▶ **Data for this task**:
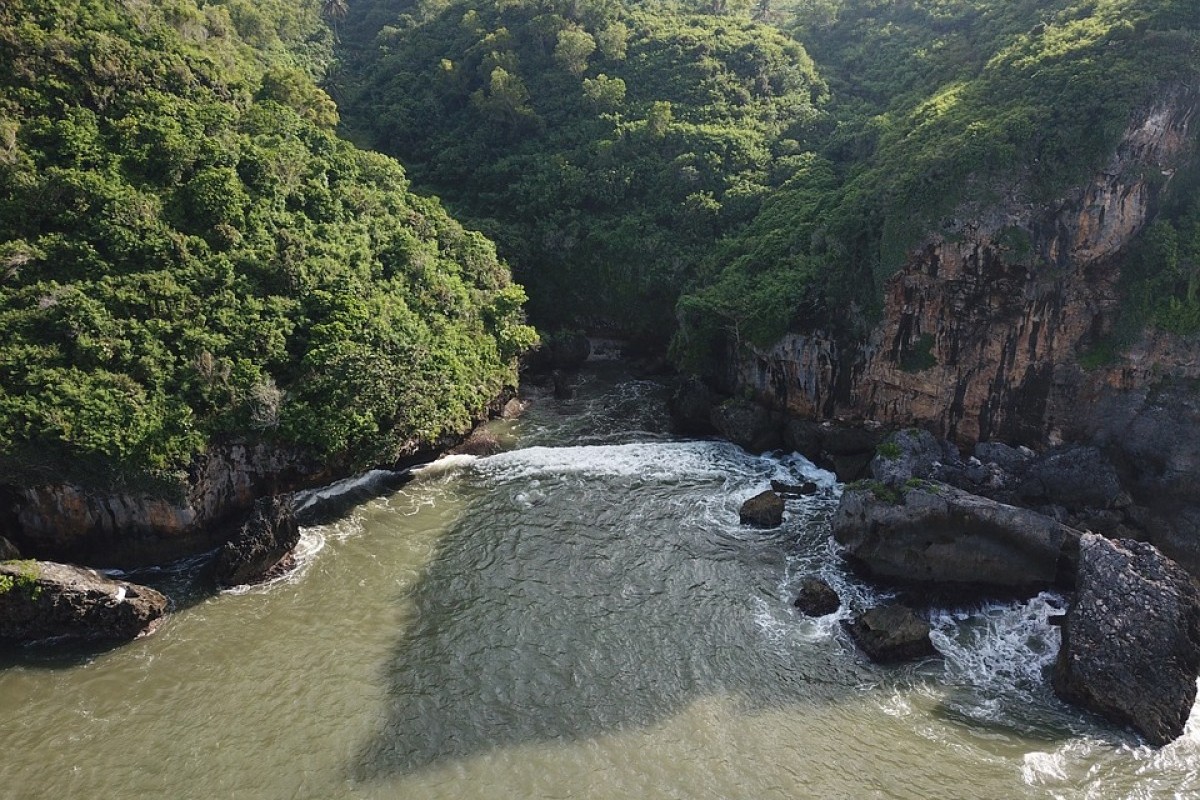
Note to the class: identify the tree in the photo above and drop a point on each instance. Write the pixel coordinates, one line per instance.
(574, 48)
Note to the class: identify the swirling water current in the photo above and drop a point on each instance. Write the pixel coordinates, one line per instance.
(580, 617)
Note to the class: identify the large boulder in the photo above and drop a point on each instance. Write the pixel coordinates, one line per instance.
(891, 633)
(843, 449)
(1075, 477)
(45, 600)
(558, 350)
(748, 425)
(1131, 641)
(935, 536)
(264, 540)
(763, 510)
(817, 599)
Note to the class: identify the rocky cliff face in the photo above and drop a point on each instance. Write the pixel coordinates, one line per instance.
(78, 524)
(982, 326)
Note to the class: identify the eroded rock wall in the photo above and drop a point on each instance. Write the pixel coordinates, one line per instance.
(73, 523)
(982, 328)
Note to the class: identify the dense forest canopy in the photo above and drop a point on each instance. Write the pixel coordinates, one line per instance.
(189, 252)
(769, 163)
(605, 145)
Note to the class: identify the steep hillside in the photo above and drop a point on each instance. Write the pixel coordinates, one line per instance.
(939, 108)
(203, 290)
(605, 145)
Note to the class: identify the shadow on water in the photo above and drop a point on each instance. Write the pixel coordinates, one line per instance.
(564, 606)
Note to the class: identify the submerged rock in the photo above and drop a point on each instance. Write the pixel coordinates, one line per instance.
(940, 537)
(481, 441)
(892, 633)
(1131, 641)
(265, 539)
(795, 489)
(43, 600)
(817, 599)
(748, 425)
(763, 510)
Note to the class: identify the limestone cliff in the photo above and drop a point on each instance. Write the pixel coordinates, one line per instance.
(982, 328)
(114, 528)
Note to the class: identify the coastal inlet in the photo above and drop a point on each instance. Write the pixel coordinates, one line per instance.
(579, 617)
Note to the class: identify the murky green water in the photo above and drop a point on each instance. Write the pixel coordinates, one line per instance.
(577, 618)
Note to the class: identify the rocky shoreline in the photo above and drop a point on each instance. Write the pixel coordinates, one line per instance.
(1002, 523)
(915, 515)
(240, 510)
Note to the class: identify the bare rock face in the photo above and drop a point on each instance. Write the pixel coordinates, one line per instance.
(905, 455)
(43, 600)
(691, 408)
(892, 633)
(935, 536)
(763, 510)
(817, 599)
(748, 425)
(846, 450)
(983, 323)
(1074, 477)
(1131, 641)
(130, 528)
(7, 551)
(267, 537)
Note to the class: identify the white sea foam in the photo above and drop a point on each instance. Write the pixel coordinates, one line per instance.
(1003, 647)
(310, 498)
(652, 461)
(444, 465)
(304, 553)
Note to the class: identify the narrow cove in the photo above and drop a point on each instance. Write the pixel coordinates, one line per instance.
(579, 617)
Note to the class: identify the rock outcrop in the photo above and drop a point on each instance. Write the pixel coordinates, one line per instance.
(43, 600)
(983, 323)
(906, 455)
(691, 408)
(817, 599)
(892, 633)
(561, 350)
(763, 510)
(845, 450)
(748, 425)
(934, 536)
(1131, 641)
(264, 540)
(7, 551)
(132, 528)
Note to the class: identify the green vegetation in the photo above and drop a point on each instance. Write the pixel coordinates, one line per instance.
(1161, 276)
(685, 166)
(189, 253)
(605, 145)
(888, 450)
(25, 581)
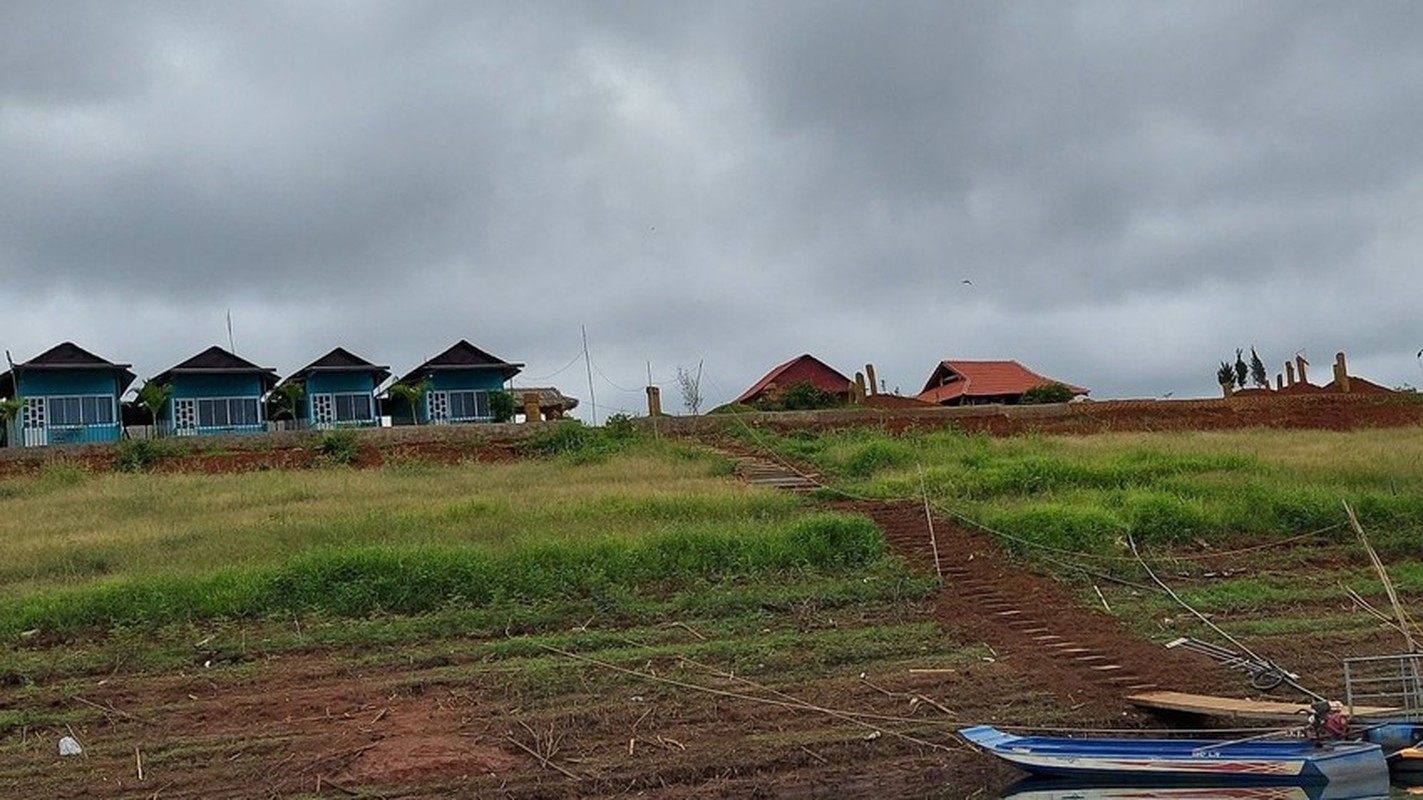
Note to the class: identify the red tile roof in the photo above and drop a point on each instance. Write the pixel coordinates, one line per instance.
(804, 367)
(954, 379)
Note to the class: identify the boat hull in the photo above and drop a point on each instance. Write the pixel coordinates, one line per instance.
(1151, 760)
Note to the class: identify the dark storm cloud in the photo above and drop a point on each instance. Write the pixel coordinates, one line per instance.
(730, 182)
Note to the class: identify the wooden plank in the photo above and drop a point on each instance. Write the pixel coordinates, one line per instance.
(1234, 708)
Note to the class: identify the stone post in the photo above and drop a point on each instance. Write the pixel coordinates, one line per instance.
(1341, 373)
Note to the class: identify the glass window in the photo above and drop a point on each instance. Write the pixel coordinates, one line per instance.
(468, 404)
(226, 412)
(352, 407)
(86, 410)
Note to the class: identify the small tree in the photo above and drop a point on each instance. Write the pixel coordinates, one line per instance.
(411, 395)
(286, 400)
(803, 396)
(690, 386)
(154, 397)
(9, 412)
(1046, 393)
(1225, 375)
(1257, 370)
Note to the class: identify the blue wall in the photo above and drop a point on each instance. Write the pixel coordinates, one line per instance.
(217, 386)
(339, 383)
(50, 383)
(69, 383)
(199, 386)
(453, 380)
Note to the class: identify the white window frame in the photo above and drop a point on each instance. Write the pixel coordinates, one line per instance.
(477, 397)
(326, 407)
(100, 402)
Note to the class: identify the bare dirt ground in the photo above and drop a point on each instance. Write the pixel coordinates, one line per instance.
(326, 725)
(323, 725)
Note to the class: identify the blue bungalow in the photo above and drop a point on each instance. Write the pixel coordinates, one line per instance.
(456, 386)
(67, 396)
(337, 390)
(215, 392)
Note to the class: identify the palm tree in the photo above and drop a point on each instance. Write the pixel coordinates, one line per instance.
(288, 399)
(154, 396)
(9, 410)
(411, 393)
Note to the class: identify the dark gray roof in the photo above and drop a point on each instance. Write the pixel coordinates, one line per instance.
(463, 356)
(66, 356)
(340, 359)
(215, 360)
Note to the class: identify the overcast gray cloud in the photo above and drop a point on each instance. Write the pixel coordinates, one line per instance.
(1134, 190)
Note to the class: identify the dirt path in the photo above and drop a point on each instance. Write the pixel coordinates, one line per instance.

▶ **The exercise**: Copy the records verbatim from the line with "Note to the class: identify the white window" up to and including the line with "(1134, 190)".

▶ **Output of the exercise**:
Note to the class: identify the white window frame in the photo above and drop a point on each instance. Write the pixel coordinates, one line per instance.
(477, 397)
(326, 407)
(100, 402)
Note to the class: identify the bare dirt ground in the photo above and drop a point on each instance. Write the pixel coordinates, one line per instance.
(326, 725)
(323, 725)
Note to the class: identify the blue bungalow in the photo above and drop a point on each instance. Write the pixel coordinates, one line per instance.
(456, 386)
(67, 396)
(337, 390)
(215, 392)
Note to the class: identify the palm tree in the photo above and drop a point on each instance. Write the pixel coordinates, one line per instance.
(288, 399)
(154, 396)
(9, 410)
(411, 393)
Note to the class: identify the dark gray roof in the photo above and drop a point on each instance. Write the pixel coordinates, one line per instance.
(463, 356)
(66, 356)
(340, 359)
(215, 360)
Note to the class: identify the overcast gray cloud in the photo above and drop a point on each instance. Write the pixel coordinates, one line per instance.
(1134, 190)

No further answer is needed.